Document text:
25 June 2008
The writing’s on the wall: some notes towards a Conservative arts policy
Who’d be a proper, MSM-grade journalist, forever digging through the muck for a tiny shred of straw around which to shape something that might plausibly resemble an actual, payment-worthy brick?
As the party of enterprise, at any rate, Conservatives really ought to applaud the efforts of the Sun hack who managed to extract from a speech by Shadow Secretary of State for Culture, Media & Sport Jeremy Hunt MP a story entirely worthy of being set alongside, last time I looked, articles discussing people having a shower in the Big Brother House, the Army’s discovery of UFOs flitting high above Shropshire, and the vexed issue of whether tennis shorts are ’sexy’ (this latter complete with expository photos, to aid the uncommitted in their deliberations).

Dataset excerpt:
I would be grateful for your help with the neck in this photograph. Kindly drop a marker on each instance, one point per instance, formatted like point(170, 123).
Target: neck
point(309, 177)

Aim A: In the Conservative arts policy notes, whose speech did the Sun journalist draw a story from?
Aim B: Decide whether each statement agrees with the Conservative arts policy notes, answering yes or no and quoting the deciding words: (i) The notes are dated 25 June 2008. (ii) The story came from a Guardian journalist. (iii) One of the neighboring articles concerned UFOs over Shropshire.
Aim C: Write the next part of the Conservative arts policy notes, following on from their final sentence.

Written reply A: Jeremy Hunt MP, Shadow Secretary of State for Culture, Media & Sport.

Written reply B:
(i) Yes: "25 June 2008"
(ii) No: "the Sun hack"
(iii) Yes: "the Army’s discovery of UFOs flitting high above Shropshire"

Written reply C:
Admittedly, in this company the Hunt story suffers marginally from lack of colour. Titled Tory: Graffiti is so passionate (but Hunt enthusiasts needn’t worry, the usual ‘top Tory’ formula kicks in very soon thereafter), the point of the article — file under ‘Tory Gaffe’ — is to flag up an entirely unremarkable reference to the ‘thought provoking’ nature of at least some graffiti. The reference, in turn, was made in the course of Mr Hunt’s recent speech at the invitation of what ConHome described (only slightly breathless in its wishful boosterism) as ‘Peter Whittle’s increasing influential New Culture Forum‘, on the subject of Conservative cultural policy.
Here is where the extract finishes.